§ Extracted entries
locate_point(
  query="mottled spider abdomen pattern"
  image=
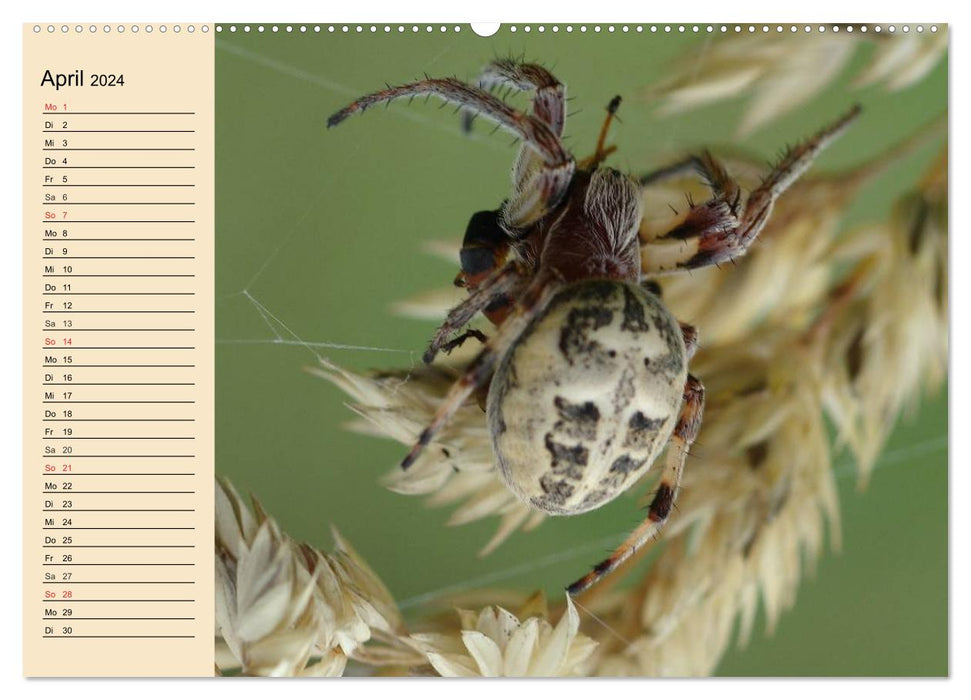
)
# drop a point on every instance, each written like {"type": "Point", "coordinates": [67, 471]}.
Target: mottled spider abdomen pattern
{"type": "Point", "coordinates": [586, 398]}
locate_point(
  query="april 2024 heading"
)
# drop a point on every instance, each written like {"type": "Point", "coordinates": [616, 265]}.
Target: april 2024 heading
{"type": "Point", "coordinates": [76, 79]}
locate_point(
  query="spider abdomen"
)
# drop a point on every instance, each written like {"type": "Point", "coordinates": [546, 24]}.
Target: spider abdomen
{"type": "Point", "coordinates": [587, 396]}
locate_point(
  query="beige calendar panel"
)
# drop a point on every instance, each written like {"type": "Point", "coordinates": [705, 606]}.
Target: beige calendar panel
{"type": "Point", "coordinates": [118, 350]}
...
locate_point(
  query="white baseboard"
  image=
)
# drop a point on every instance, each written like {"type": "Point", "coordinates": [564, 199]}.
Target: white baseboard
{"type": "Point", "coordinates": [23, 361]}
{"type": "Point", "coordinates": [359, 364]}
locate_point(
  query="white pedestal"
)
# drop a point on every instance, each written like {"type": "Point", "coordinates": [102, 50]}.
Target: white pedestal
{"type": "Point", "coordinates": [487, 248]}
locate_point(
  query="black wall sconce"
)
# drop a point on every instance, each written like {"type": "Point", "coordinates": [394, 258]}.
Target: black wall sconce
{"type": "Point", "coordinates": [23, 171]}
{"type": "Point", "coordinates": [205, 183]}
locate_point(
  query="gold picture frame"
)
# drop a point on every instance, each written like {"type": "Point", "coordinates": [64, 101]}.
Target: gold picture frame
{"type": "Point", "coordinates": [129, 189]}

§ Your instructions
Search the entries above for the word "query" and count the lines that hold it. Reply with only that number.

§ Response to the task
8